INSTRUCTIONS TO FOLLOW >> This exercise calls for an exact copy of the data below.

PROVIDED RECORDS >>
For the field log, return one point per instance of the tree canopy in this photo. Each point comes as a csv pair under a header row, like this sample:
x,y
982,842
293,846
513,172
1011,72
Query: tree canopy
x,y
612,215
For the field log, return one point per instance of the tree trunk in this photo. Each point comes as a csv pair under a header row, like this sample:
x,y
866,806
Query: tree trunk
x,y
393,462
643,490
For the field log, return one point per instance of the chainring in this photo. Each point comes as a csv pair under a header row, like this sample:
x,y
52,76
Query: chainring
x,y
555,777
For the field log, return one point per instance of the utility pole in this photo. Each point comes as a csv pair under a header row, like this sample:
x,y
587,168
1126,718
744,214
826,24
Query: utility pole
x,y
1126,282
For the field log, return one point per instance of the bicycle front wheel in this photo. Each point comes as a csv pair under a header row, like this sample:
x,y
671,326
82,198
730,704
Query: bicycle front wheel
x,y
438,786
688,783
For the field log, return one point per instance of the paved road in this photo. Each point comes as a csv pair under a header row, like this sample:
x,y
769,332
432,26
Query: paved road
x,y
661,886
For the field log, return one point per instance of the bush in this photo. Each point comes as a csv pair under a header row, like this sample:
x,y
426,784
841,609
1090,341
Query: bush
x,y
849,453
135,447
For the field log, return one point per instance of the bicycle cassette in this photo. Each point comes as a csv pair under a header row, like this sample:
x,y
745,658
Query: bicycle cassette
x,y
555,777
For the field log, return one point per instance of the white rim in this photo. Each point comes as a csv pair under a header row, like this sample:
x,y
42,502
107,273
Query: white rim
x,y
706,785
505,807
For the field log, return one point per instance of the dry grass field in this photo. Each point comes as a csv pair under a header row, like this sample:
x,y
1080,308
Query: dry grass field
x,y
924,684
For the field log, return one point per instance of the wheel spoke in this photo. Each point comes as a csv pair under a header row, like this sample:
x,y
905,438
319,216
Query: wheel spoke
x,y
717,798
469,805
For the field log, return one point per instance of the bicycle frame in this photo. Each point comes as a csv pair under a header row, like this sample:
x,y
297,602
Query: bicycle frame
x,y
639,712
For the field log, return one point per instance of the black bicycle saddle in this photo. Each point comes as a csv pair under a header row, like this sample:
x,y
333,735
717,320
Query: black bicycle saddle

REPLY >>
For the field log, return one point per instance of the tree canopy in this photo. Each point comes as a csv pair under a header row, like this sample:
x,y
982,842
293,846
513,172
1011,72
Query: tree canopy
x,y
612,215
For the field log, return one point per instance of the tree trunk in this photo. Each point comes as a csv pair under a header row, like this sample:
x,y
866,806
Query: tree trunk
x,y
393,462
643,490
For the field log, return one point per instance of the chainring in this photo. Each point comes as a csv pair under a header row, like this sample:
x,y
52,76
Query: chainring
x,y
555,777
For the field log, return one point per instance of the utility pole in this photo. Each point comes as a csv pair under a header row, like this sample:
x,y
587,168
1126,718
744,214
826,24
Query: utility pole
x,y
1126,282
For the field log, return one point per instance of the bicycle front wheel in this photo. Each point comes as a csv pair under a header row, like this sample:
x,y
671,326
82,198
730,704
Query: bicycle front wheel
x,y
438,786
688,783
For the field log, return one point per instance of the paved road in this photo. Each point comes as a csv pair under a header row, like this sample:
x,y
769,332
432,26
Query: paved road
x,y
661,886
For the field log, return one point per instance of the bush in this photo. Each point comes as a csv pair under a header row, like this sample:
x,y
426,784
841,609
1090,341
Query: bush
x,y
849,453
135,447
For the field log, return one point per instance of the bicycle cassette in this photo. Each point comes as a csv pair under a header row, like this sample:
x,y
745,658
Query: bicycle cassette
x,y
555,777
For the field log, return one point per instance of the white rim in this photo. Each point comes as a csv pair under a header row, like this sample:
x,y
42,502
107,273
Query: white rim
x,y
706,785
505,807
For the field log, return one point per instance of the dry grass field in this photo. Each point comes as a csv pair under a header row, like this sample:
x,y
1080,308
Query: dry grass field
x,y
924,684
For the field log, return one point per instance of the wheel spoke in this photo. Each point comes as a csv pair under a header row, like this sample:
x,y
905,438
319,216
Query: wheel spoke
x,y
717,798
469,805
For the field log, return one point per instance of the bicycle frame in this photo. Each point comes as a csv pair under a header row, like this sample:
x,y
297,602
Query: bicycle frame
x,y
639,712
For the field log, return one point per instance of the black bicycle saddle in this photo. Each point comes as a csv pair under a header row, like this sample:
x,y
333,735
717,320
Query: black bicycle saddle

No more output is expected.